-- Exercise brief --
Output all the data exactly. Pictures do not belong in the copy.

-- Record set --
============================================================
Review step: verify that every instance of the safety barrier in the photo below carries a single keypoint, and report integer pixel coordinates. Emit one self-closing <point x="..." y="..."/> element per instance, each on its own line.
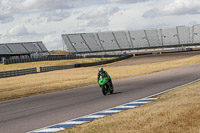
<point x="53" y="57"/>
<point x="48" y="58"/>
<point x="103" y="62"/>
<point x="5" y="74"/>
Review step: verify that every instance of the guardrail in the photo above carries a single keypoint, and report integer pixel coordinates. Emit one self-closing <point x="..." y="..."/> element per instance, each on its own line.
<point x="103" y="62"/>
<point x="13" y="73"/>
<point x="52" y="57"/>
<point x="5" y="74"/>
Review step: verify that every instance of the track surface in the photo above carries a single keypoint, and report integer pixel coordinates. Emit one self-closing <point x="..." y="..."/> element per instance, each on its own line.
<point x="26" y="114"/>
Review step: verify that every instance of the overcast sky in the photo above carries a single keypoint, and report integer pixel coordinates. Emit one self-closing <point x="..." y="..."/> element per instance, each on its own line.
<point x="46" y="20"/>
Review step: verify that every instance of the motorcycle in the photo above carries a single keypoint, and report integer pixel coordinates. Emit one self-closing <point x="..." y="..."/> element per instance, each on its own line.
<point x="105" y="85"/>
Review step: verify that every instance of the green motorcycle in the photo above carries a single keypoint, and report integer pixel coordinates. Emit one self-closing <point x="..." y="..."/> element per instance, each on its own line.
<point x="105" y="85"/>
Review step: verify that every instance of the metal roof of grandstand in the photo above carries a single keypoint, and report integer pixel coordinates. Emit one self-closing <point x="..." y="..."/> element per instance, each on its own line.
<point x="22" y="48"/>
============================================================
-- Answer --
Review step: verify that every instance of the safety barrier in the photo below carries a single keypoint, and report integer pixel coordinates. Emit one self-closing <point x="..." y="..."/> element per instance, each on its own line.
<point x="53" y="57"/>
<point x="48" y="58"/>
<point x="103" y="62"/>
<point x="5" y="74"/>
Review step: verify that every instance of the guardrail in the photo above carries a single keypoint, and report integer pixel coordinates. Emit one self-closing <point x="..." y="..."/> element per instance, each on its own line.
<point x="103" y="62"/>
<point x="13" y="73"/>
<point x="52" y="57"/>
<point x="5" y="74"/>
Review step: verify that every instance of the track surface in the photo above carries a single keypoint, and report integer pixel coordinates. Emit one self-closing <point x="..." y="..."/> element per instance, each on its own line.
<point x="26" y="114"/>
Review step: verify that every instance of the overcast sky in the photo above carries a single keypoint, and report integer pixel coordinates. Emit one self-closing <point x="..." y="..."/> element per instance, each on its own line.
<point x="46" y="20"/>
Review step: verify that every instance of the motorcycle in the photo above carries a single keypoint, and report integer pixel coordinates. Emit one self-closing <point x="..." y="..."/> element per instance, each on its own line.
<point x="105" y="85"/>
Review step: verify that every instance of the green motorcycle in the photo above carries a single keypoint, and report integer pixel coordinates. Emit one self-closing <point x="..." y="..."/> element per instance, each on its own line.
<point x="105" y="85"/>
Review step: verify that every instance of the metal roof of grandstand in the photo above carries a single keypoint, and report integer pixel coordinates. Emit one self-closing <point x="..." y="..."/> element per instance, each on its own line.
<point x="22" y="48"/>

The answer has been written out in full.